__EXERCISE REQUIREMENTS__
Lines before the one containing "Where can the dog be" are excluded; print that line and every line after it through the end of the material below, exactly.

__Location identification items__
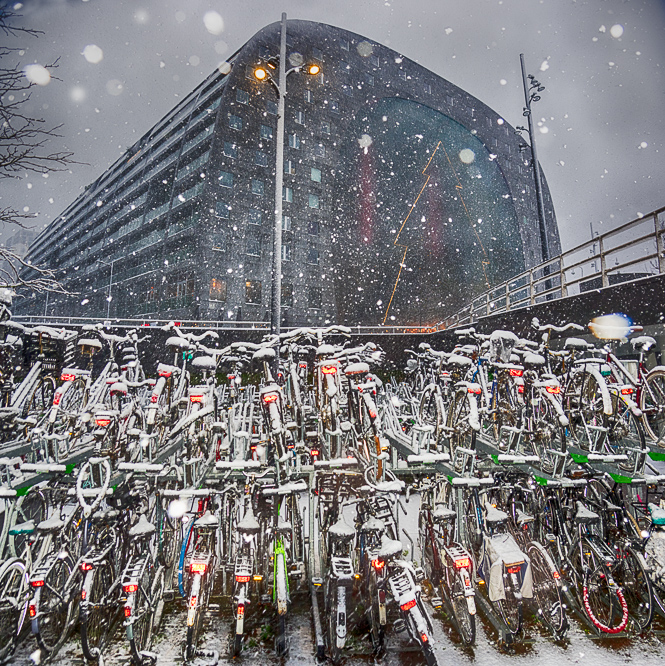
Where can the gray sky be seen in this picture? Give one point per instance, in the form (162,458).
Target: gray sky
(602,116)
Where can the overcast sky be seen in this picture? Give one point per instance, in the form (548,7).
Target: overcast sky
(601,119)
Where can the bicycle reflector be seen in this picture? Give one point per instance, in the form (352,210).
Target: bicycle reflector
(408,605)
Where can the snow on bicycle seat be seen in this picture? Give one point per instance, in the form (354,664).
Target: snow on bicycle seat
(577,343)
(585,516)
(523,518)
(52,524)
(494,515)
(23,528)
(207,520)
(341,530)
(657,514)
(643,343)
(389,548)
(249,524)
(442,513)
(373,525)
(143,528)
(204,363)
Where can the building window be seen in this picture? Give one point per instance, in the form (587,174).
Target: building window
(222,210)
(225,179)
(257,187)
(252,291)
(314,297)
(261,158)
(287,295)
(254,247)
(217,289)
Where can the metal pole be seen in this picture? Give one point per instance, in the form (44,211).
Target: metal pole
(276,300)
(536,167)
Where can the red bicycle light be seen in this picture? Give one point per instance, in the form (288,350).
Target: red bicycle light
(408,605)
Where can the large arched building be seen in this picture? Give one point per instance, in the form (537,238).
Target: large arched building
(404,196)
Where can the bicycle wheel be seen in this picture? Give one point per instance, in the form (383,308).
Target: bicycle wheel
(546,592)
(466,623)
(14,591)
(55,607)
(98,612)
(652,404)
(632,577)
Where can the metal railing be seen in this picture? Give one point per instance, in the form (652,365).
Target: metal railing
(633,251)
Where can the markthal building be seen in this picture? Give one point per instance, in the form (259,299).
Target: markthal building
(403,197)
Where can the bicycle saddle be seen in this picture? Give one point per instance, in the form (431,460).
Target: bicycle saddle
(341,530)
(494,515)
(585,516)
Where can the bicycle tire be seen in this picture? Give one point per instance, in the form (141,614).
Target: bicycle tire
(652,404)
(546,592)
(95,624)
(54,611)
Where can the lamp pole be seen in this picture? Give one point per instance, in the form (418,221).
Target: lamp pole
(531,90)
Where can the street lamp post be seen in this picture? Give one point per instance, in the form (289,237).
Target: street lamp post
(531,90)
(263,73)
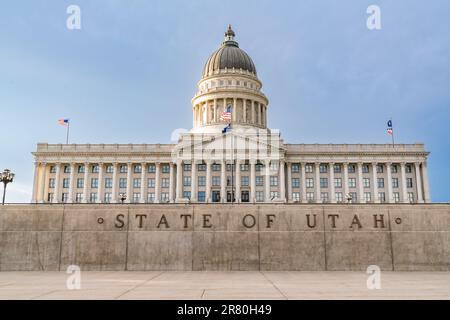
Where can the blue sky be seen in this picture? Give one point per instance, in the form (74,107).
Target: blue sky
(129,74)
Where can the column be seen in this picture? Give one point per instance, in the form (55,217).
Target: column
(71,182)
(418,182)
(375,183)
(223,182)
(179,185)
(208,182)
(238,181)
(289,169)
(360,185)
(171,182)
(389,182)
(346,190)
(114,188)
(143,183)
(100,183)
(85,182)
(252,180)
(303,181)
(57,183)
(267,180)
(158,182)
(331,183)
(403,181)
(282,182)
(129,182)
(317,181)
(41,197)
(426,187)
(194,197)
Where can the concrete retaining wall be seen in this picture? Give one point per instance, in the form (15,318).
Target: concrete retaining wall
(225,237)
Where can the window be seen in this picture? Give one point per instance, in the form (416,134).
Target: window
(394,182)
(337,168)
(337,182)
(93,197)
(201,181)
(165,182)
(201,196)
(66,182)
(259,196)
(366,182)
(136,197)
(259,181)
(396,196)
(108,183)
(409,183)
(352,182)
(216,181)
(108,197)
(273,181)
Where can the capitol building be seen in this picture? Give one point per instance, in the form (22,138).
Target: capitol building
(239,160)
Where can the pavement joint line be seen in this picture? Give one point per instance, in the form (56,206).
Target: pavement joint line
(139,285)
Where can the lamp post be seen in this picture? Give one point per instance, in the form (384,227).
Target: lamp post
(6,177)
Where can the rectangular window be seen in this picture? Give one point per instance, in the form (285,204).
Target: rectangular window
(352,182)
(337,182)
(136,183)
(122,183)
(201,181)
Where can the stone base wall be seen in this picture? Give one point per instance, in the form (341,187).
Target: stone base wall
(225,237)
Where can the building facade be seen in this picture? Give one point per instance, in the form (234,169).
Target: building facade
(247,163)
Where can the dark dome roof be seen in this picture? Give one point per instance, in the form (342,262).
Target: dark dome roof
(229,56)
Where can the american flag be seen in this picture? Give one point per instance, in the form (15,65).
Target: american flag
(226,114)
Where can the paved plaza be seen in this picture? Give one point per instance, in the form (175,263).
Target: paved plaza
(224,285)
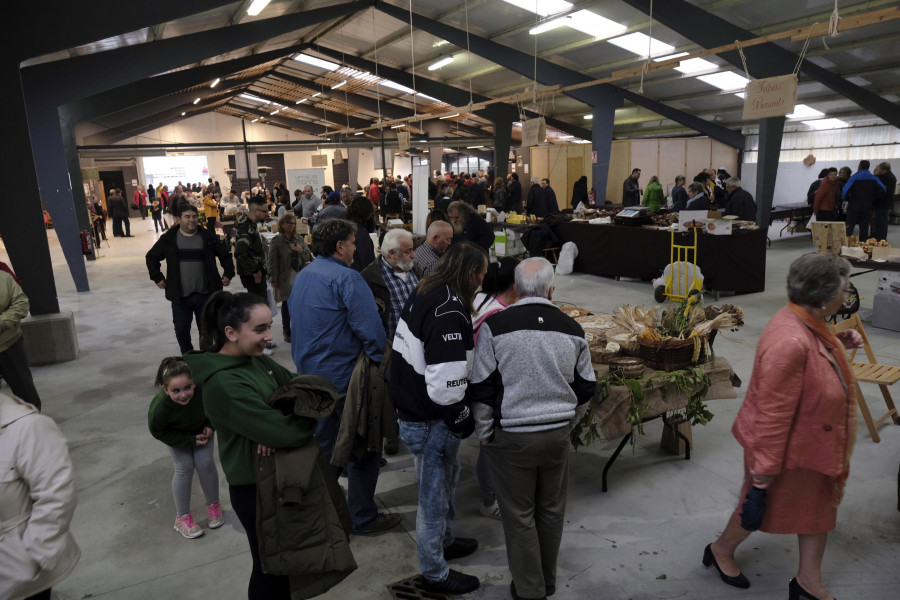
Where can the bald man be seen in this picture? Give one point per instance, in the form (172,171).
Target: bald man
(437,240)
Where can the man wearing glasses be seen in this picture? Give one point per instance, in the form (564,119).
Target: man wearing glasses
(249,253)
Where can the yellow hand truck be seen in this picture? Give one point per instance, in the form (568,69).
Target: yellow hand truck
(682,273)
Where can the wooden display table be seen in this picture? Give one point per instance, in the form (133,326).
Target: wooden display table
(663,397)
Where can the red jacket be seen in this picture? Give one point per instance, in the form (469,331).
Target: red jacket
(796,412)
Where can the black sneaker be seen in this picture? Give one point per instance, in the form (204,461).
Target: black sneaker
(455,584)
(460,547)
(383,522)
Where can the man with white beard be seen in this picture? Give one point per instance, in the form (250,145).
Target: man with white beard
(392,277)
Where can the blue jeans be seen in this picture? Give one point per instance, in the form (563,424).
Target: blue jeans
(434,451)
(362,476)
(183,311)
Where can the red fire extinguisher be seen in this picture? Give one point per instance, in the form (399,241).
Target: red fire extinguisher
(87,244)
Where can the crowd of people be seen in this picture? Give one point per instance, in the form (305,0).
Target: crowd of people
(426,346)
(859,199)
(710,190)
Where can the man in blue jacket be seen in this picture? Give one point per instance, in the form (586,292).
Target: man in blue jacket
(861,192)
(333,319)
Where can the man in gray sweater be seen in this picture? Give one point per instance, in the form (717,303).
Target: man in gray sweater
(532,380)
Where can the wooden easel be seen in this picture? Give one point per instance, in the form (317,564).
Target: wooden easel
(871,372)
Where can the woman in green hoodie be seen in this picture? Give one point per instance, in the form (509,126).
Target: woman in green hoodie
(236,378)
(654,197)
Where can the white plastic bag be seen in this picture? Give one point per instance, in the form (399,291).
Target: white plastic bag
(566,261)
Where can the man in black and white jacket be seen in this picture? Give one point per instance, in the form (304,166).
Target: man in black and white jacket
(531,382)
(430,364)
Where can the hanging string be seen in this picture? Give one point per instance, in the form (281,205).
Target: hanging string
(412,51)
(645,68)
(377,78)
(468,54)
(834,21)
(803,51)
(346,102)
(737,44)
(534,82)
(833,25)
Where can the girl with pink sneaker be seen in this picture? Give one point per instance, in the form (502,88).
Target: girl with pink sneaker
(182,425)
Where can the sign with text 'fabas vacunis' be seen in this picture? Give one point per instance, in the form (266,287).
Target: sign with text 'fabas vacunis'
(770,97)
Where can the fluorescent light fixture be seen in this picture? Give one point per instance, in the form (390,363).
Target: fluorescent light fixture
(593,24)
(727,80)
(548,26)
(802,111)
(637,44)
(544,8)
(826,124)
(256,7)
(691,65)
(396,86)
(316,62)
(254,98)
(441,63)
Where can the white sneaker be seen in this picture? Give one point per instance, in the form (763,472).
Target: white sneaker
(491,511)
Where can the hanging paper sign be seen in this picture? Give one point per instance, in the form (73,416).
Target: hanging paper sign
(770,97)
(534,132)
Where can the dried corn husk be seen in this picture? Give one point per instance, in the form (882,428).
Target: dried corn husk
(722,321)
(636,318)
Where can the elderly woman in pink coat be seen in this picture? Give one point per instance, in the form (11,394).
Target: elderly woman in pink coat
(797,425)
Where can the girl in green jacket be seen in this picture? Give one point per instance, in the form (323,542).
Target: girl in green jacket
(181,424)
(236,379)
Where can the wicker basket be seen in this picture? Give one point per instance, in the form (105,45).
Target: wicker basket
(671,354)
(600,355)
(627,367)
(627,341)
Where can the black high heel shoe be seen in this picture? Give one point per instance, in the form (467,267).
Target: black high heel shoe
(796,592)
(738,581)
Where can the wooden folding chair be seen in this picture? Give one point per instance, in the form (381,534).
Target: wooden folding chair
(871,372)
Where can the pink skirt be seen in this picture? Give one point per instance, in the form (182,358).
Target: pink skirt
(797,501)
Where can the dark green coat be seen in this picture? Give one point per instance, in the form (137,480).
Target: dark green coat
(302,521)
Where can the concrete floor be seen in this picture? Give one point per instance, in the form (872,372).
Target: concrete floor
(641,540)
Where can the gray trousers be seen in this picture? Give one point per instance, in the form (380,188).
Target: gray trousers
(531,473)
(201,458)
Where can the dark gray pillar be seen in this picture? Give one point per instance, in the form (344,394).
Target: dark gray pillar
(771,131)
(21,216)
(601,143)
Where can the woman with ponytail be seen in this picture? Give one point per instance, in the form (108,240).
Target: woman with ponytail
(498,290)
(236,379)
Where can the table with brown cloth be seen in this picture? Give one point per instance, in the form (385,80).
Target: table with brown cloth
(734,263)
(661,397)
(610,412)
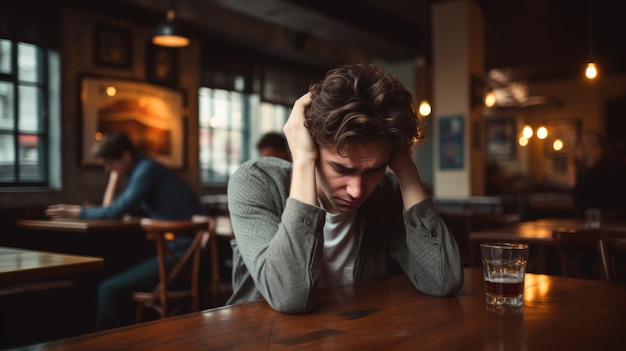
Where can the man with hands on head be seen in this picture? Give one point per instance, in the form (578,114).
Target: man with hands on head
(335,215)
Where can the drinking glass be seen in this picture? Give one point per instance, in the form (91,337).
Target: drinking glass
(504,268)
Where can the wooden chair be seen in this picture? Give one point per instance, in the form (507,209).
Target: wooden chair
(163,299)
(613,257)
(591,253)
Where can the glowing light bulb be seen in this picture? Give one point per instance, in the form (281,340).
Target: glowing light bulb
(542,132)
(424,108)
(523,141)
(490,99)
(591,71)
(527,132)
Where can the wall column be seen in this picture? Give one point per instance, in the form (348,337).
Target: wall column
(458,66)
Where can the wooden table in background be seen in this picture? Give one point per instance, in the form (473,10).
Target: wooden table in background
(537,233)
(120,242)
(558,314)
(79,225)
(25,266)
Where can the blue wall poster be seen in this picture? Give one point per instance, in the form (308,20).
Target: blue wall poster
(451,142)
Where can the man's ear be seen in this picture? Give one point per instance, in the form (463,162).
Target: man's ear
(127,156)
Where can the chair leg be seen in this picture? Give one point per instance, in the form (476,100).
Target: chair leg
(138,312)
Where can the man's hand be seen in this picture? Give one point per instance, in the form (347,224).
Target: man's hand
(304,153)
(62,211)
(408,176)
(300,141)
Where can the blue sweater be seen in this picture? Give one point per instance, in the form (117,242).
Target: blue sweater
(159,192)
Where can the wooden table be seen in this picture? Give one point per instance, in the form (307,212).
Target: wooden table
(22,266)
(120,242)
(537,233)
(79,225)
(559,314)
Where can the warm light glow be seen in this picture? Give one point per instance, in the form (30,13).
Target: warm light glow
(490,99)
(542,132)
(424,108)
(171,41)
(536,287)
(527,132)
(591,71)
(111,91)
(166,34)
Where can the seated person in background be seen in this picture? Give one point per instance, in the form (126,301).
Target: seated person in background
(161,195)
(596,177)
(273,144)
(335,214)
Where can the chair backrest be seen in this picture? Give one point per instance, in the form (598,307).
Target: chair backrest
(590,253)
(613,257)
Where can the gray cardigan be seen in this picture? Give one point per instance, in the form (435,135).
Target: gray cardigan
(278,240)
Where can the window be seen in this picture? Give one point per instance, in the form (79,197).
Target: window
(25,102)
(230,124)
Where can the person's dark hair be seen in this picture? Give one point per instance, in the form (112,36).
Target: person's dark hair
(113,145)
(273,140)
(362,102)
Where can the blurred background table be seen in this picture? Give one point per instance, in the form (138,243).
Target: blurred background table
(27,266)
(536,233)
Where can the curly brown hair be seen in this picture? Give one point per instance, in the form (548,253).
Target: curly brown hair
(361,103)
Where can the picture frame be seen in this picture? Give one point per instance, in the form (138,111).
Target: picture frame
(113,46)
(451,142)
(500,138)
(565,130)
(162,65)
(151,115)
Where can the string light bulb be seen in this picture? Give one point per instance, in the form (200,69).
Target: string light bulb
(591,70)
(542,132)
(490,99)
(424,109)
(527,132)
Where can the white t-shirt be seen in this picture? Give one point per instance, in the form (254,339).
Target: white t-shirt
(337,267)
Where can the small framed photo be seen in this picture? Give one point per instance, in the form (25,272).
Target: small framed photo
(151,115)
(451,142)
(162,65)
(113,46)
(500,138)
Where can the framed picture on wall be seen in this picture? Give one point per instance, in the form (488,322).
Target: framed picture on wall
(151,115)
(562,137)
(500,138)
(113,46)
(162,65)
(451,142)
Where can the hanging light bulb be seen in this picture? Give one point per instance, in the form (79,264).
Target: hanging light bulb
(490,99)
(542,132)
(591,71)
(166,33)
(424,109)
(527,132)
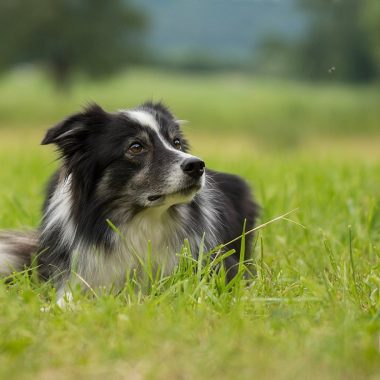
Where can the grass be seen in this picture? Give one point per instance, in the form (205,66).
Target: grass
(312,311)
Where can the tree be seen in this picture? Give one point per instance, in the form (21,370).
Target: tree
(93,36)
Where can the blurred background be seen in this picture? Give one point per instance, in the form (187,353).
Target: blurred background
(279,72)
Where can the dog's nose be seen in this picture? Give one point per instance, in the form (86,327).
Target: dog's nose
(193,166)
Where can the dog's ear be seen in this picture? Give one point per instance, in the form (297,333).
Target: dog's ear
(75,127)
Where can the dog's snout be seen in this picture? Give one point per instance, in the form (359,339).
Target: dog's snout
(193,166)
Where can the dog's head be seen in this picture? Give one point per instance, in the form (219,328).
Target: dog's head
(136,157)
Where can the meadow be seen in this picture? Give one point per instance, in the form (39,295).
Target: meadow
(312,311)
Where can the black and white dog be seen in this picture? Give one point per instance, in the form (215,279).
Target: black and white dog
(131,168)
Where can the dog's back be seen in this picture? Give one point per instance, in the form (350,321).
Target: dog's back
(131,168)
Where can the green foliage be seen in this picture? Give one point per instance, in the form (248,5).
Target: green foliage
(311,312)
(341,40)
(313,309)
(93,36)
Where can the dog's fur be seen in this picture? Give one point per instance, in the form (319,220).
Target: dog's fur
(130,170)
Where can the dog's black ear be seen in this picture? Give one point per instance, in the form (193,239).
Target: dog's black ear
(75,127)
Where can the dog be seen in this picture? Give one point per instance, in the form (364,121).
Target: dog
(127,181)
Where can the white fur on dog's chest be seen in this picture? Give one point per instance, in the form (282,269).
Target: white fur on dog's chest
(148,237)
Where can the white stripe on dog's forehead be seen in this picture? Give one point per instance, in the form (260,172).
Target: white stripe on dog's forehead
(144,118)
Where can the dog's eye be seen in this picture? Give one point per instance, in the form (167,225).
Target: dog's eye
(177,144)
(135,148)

__EXERCISE ANSWER__
Where can the dog be seen in this picture? Give one point per instance, in the form (364,121).
Target: dog
(127,181)
Where can the white fur on dog's chest be seen in this picture? Give one point per instance, in the form (282,269).
Target: white fur on dog's chest
(148,237)
Where can the white stripe on dog's forehead be seen in this picture? Give one point per instance, in the form (260,172).
Target: white stripe on dog's forehead
(144,118)
Where can the dog's eye be seen in this picture? Give one point per instance, in the form (167,225).
Target: dog's eye
(177,144)
(135,148)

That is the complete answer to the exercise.